To do. Retype only what runs from the line that contains "man's hand, which" through the last line of the listing below, both lines included.

Available records.
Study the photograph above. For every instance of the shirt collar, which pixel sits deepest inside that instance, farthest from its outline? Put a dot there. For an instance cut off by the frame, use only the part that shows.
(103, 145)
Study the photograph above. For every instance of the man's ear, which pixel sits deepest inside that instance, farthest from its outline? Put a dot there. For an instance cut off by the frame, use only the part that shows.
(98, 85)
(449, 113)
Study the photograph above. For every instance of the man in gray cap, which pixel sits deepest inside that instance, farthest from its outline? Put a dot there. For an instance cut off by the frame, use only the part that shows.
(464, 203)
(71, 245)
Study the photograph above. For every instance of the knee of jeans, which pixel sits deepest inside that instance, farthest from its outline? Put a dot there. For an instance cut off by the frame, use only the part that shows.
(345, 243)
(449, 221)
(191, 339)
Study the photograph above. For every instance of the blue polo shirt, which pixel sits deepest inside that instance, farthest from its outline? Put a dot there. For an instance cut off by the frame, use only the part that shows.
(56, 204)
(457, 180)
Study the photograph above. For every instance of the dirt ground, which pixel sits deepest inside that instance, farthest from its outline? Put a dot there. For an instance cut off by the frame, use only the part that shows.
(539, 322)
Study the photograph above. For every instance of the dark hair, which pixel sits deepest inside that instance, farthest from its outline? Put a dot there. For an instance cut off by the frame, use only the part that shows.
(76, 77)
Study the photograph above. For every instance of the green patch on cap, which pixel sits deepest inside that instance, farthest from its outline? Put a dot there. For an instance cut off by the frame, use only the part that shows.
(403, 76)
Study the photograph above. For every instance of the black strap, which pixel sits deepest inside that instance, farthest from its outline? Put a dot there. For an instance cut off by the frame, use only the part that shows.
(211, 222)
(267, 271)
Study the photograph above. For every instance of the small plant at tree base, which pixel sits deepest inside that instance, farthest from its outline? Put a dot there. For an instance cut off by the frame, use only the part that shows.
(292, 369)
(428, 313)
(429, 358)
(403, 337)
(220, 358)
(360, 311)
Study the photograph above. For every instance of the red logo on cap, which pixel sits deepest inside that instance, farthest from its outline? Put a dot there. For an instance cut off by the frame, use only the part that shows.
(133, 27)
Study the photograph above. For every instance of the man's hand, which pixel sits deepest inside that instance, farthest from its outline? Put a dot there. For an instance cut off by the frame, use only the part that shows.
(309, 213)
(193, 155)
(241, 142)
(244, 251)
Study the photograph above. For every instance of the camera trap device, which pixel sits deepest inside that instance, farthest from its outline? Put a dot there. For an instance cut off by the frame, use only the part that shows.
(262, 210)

Written answer.
Study the photograph above. For every instance of the man's hand, which pixel sits deepest inside that instance, farthest from its outline? Put a dot there. For an instance cut off by the frame, use only the part that shows.
(309, 213)
(193, 155)
(241, 142)
(244, 251)
Study the photograph above. For every instance of the camera trap device, which pixel sits deepest inside that instance, farthest from its outline? Put a dot there. For an instance cut off by the frame, use only the part that shows.
(262, 210)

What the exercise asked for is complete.